Pointing and labeling records
──────────
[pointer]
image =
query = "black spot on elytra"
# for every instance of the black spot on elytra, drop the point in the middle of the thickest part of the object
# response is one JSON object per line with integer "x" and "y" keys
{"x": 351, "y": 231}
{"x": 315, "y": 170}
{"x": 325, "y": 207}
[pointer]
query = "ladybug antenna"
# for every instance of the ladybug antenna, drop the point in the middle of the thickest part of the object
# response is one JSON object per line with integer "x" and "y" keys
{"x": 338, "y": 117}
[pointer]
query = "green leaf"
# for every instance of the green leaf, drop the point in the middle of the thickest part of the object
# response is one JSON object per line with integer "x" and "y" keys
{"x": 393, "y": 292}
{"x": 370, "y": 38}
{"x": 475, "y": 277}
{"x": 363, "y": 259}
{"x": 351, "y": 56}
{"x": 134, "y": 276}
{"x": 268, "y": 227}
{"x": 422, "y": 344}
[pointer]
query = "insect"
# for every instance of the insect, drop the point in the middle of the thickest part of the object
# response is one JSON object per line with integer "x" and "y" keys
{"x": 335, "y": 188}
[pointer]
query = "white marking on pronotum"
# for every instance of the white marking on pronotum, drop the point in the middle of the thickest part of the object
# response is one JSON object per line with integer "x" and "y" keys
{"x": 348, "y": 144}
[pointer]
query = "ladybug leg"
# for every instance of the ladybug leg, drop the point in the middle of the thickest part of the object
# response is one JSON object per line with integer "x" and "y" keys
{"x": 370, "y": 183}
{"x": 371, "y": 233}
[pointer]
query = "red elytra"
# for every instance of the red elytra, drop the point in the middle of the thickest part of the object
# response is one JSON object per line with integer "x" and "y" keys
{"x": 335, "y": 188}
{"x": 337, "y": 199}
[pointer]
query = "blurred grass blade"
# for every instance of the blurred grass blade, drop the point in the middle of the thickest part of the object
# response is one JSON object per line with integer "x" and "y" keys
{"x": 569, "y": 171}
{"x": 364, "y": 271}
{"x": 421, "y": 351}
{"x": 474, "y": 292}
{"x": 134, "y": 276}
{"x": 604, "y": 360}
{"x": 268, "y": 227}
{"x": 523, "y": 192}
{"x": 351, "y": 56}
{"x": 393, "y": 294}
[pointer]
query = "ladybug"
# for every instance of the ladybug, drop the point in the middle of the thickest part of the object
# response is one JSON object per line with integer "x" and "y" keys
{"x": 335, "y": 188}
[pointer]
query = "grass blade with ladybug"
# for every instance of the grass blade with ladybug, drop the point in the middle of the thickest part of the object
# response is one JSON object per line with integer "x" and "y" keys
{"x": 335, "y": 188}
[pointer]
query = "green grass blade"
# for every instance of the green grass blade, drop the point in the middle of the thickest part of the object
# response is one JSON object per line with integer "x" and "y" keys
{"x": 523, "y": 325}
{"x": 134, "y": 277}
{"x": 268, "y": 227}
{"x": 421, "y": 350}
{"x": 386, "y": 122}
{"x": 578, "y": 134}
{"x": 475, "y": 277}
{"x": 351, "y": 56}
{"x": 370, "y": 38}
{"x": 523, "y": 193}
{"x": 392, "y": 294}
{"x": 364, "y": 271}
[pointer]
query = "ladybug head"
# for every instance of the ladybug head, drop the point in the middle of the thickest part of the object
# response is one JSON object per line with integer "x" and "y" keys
──────────
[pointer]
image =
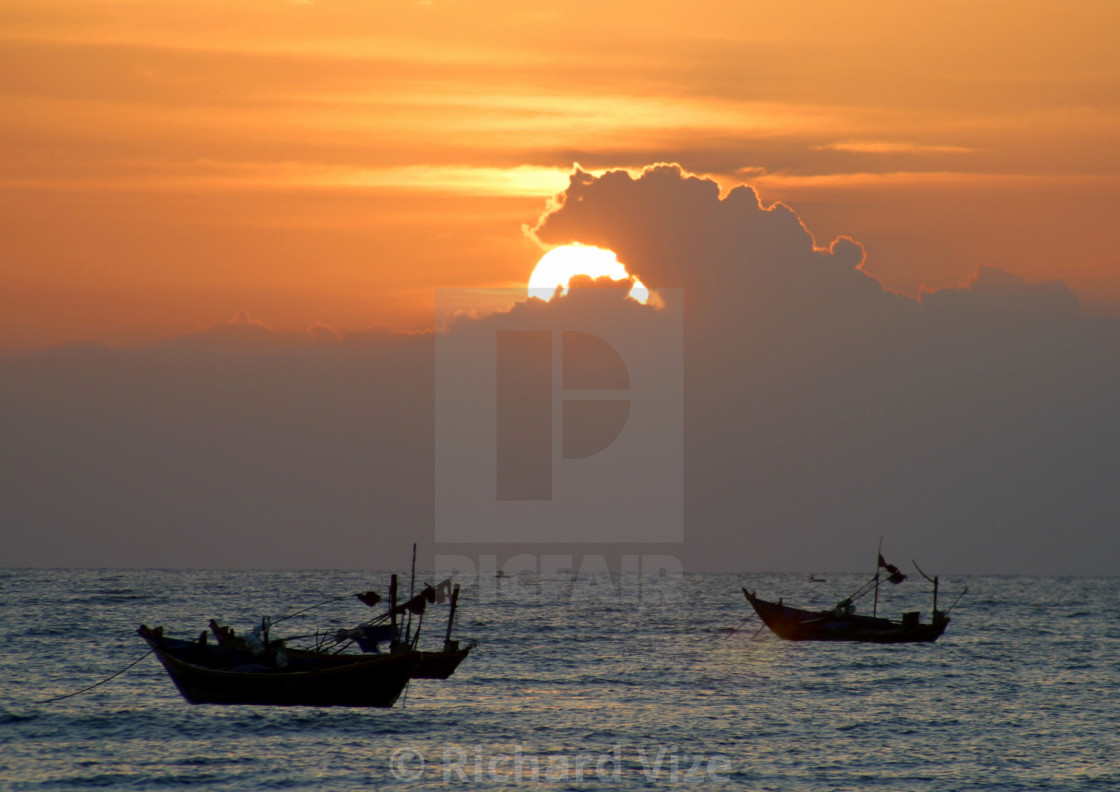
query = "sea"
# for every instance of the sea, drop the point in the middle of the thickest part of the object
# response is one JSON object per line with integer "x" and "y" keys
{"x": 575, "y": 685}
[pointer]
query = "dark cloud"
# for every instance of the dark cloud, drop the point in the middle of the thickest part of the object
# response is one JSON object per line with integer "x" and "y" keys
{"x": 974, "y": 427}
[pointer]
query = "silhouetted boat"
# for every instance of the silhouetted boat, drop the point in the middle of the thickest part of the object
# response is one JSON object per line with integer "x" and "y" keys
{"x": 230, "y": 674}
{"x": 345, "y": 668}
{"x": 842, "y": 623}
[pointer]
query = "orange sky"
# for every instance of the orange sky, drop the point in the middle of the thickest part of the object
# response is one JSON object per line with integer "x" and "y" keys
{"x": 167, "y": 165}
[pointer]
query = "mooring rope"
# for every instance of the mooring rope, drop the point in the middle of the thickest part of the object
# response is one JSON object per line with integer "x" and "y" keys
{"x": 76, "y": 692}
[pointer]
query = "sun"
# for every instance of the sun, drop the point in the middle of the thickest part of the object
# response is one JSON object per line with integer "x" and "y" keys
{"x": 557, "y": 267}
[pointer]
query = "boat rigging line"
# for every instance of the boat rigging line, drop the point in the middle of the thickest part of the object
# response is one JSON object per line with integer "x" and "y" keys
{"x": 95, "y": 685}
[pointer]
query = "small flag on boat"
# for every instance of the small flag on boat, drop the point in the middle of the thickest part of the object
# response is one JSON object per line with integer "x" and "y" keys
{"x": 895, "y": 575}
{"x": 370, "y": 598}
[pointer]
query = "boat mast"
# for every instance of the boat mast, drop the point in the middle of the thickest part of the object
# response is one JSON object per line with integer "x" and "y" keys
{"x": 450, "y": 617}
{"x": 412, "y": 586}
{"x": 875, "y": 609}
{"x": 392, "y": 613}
──────────
# [Exercise directions]
Can you gather every line of the records that contains the word "pronotum" and copy each one out?

# [Task result]
query = "white marking on pronotum"
# for every instance of the white marking on pronotum, drop the point in the middle of the thickest part of the object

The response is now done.